> _What is required_
Once you reach the line with "Q: In the image below, where is the bird's" below, copy each line exactly, stopping after the line with "Q: In the image below, where is the shirtless", and skip any pictures.

> _Data to use_
###
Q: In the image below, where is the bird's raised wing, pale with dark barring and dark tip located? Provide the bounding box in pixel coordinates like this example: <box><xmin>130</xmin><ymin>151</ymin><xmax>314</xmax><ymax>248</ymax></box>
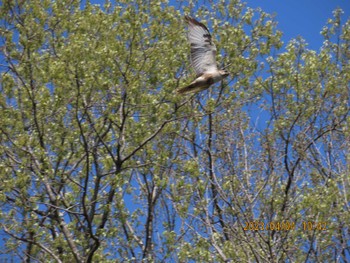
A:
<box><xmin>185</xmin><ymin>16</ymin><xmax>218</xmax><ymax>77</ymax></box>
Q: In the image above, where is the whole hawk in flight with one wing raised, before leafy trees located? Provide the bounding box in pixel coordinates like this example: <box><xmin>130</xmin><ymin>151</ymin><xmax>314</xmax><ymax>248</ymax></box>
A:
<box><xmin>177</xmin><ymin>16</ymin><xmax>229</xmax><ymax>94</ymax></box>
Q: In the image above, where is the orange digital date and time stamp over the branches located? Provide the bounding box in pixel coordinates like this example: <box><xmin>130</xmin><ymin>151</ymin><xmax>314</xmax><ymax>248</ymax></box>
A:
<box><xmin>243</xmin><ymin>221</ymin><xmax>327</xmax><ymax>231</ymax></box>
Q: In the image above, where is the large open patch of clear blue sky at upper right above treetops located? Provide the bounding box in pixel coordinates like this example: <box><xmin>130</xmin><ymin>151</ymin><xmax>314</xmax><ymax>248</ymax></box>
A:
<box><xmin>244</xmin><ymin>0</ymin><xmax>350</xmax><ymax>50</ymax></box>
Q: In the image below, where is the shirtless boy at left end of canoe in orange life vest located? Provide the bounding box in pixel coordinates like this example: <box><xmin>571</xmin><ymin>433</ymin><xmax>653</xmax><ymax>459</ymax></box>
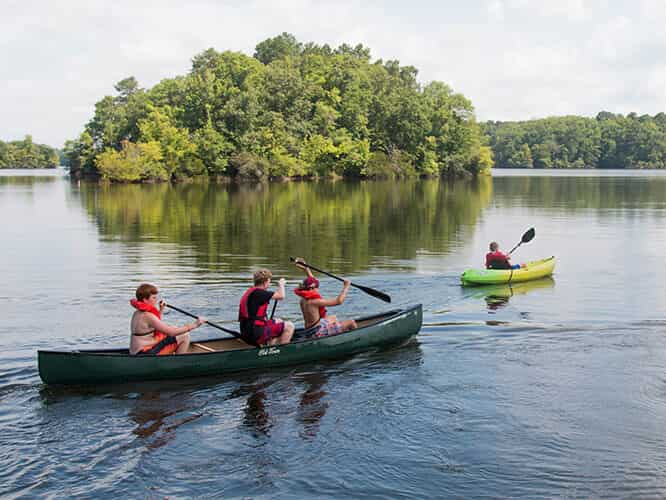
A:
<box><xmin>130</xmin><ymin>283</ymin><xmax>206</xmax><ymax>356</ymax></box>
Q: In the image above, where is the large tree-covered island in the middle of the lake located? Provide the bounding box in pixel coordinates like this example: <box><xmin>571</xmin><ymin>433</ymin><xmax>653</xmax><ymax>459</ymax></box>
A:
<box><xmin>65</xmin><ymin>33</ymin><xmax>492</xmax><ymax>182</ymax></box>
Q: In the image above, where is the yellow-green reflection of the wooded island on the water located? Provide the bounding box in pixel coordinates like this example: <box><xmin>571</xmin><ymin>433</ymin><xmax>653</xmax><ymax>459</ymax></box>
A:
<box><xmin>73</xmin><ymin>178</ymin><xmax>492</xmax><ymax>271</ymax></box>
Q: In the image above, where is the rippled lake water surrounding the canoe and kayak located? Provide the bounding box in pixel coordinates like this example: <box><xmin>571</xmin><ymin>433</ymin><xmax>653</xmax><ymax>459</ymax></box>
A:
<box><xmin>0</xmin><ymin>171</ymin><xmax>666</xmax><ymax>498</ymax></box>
###
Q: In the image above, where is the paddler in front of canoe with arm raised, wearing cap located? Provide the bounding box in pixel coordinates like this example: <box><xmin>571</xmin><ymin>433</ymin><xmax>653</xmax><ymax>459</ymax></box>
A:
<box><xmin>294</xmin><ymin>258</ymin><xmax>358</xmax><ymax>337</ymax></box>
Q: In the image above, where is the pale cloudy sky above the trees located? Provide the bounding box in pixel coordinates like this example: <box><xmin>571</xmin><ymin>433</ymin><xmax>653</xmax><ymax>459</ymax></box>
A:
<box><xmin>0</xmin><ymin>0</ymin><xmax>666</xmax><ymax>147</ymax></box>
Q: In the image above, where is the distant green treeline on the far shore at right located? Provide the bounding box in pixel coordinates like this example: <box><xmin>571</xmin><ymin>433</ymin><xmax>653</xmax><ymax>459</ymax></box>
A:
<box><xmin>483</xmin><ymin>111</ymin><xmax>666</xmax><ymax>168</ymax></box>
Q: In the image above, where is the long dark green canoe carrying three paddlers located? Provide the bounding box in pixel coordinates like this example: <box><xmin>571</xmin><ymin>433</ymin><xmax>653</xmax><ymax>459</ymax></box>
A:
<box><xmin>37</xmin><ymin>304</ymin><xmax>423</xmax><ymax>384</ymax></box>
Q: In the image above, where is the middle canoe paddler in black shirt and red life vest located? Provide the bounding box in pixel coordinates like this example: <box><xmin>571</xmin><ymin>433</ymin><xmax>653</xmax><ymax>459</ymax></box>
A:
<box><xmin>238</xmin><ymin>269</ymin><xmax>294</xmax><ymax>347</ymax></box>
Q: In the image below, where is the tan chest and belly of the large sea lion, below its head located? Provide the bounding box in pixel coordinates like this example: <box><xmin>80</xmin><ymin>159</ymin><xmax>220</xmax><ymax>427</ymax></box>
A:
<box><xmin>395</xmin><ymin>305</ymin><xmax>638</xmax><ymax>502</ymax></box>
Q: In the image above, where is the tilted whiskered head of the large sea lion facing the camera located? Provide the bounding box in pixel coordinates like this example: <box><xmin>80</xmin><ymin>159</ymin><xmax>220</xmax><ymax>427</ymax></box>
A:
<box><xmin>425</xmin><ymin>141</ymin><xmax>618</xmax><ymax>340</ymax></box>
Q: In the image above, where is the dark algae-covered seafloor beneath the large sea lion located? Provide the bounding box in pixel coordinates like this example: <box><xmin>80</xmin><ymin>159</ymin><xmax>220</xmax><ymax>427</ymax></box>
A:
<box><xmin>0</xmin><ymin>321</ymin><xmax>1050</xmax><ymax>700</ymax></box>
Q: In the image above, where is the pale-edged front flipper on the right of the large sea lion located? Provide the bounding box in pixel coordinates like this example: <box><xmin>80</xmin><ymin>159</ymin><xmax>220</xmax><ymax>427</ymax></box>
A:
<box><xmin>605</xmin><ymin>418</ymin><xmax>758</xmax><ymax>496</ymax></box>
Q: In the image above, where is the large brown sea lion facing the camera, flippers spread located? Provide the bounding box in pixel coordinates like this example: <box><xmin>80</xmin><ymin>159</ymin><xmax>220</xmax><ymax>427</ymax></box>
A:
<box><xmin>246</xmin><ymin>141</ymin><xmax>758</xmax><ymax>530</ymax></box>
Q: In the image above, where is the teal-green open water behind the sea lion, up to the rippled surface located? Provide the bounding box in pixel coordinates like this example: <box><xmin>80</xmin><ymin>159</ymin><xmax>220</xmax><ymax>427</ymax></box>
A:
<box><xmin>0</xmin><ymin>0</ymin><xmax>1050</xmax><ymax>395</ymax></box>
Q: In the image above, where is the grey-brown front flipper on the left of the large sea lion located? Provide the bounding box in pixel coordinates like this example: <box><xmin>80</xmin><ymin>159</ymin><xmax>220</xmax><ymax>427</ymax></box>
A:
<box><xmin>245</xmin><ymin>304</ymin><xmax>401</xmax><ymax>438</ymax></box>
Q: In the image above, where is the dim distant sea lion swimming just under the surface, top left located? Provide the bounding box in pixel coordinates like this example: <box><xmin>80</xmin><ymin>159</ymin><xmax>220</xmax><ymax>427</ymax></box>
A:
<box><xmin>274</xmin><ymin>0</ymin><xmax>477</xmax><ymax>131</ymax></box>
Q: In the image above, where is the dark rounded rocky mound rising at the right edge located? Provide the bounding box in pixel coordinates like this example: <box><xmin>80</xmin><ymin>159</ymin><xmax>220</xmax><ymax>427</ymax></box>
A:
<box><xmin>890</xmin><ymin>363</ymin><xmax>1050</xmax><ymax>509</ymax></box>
###
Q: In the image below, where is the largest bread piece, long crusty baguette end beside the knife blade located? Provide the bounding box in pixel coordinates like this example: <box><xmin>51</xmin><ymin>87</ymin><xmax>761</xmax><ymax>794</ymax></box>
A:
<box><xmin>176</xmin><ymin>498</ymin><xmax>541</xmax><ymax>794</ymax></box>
###
> _Answer_
Q: In the image below, where is the bird's raised wing, pale with dark barring and dark tip located? Provide the bounding box in pixel coordinates like this example: <box><xmin>130</xmin><ymin>151</ymin><xmax>314</xmax><ymax>248</ymax></box>
A:
<box><xmin>185</xmin><ymin>16</ymin><xmax>218</xmax><ymax>77</ymax></box>
Q: In the image above, where is the whole hawk in flight with one wing raised, before leafy trees located? Provide the bounding box in pixel coordinates like this example: <box><xmin>130</xmin><ymin>151</ymin><xmax>314</xmax><ymax>248</ymax></box>
A:
<box><xmin>177</xmin><ymin>16</ymin><xmax>229</xmax><ymax>94</ymax></box>
Q: In the image above, where is the orange digital date and time stamp over the branches located? Provide the bounding box in pixel coordinates like this example: <box><xmin>130</xmin><ymin>151</ymin><xmax>314</xmax><ymax>248</ymax></box>
A:
<box><xmin>243</xmin><ymin>221</ymin><xmax>327</xmax><ymax>231</ymax></box>
Q: In the image above, where is the large open patch of clear blue sky at upper right above treetops located? Provide the bounding box in pixel coordinates like this example: <box><xmin>130</xmin><ymin>151</ymin><xmax>314</xmax><ymax>248</ymax></box>
A:
<box><xmin>244</xmin><ymin>0</ymin><xmax>350</xmax><ymax>50</ymax></box>
Q: In the image below, where is the shirtless boy at left end of canoe in orange life vest located? Provide the bounding box in pixel coordinates like this example: <box><xmin>571</xmin><ymin>433</ymin><xmax>653</xmax><ymax>459</ymax></box>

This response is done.